Please list every kind of barrier that the text below on contextualization in ministry to Muslims names as standing in the way of sharing the gospel with Muslims.
--- START OF Supplied text ---
Contextualization in the Islamic Context


Cultural, theological and social barriers need to be
considered when sharing the gospel with Muslims.

Contextualization in ministry to Muslims is highly contested and has caused great confusion. Some see contextualization as a universal remedy to the obstacles in Muslim ministry. Others feel that contextualization is deceptive manipulation to get converts.

The task of Muslim evangelism is difficult because there are cultural, theological and social barriers that are believed to be the reason why Muslims historically are resistant to the message of the good news of Jesus Christ. Western missionaries make claims that the single greatest hindrance to seeing Muslims come to faith in Christ is not a theological one (i.e., accepting Jesus as Lord), but rather one of culture and religious identity (i.e., having to leave the community of Islam). They argue that for the sake of God’s kingdom much of our missiological energy should be devoted to seeking a path whereby Muslims can remain Muslims, yet live as true followers of the Lord Jesus. Therefore, Western missionaries believe that if the barriers are removed, there will be more conversions.
--- END OF Supplied text ---
--- START OF Material provided ---
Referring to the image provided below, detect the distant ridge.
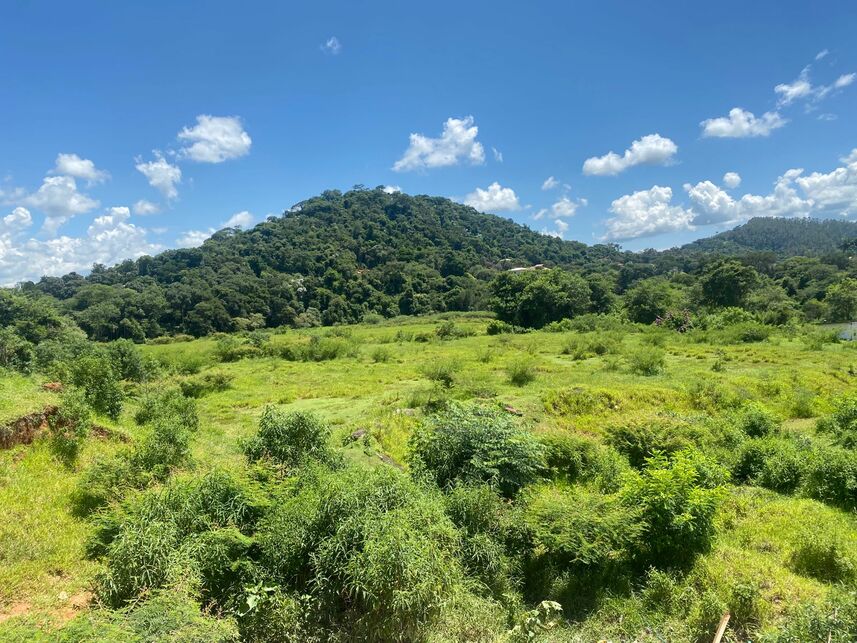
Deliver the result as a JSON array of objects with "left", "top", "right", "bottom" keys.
[{"left": 681, "top": 217, "right": 857, "bottom": 257}]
--- END OF Material provided ---
◆ **Solution for this task**
Cultural, theological and social barriers.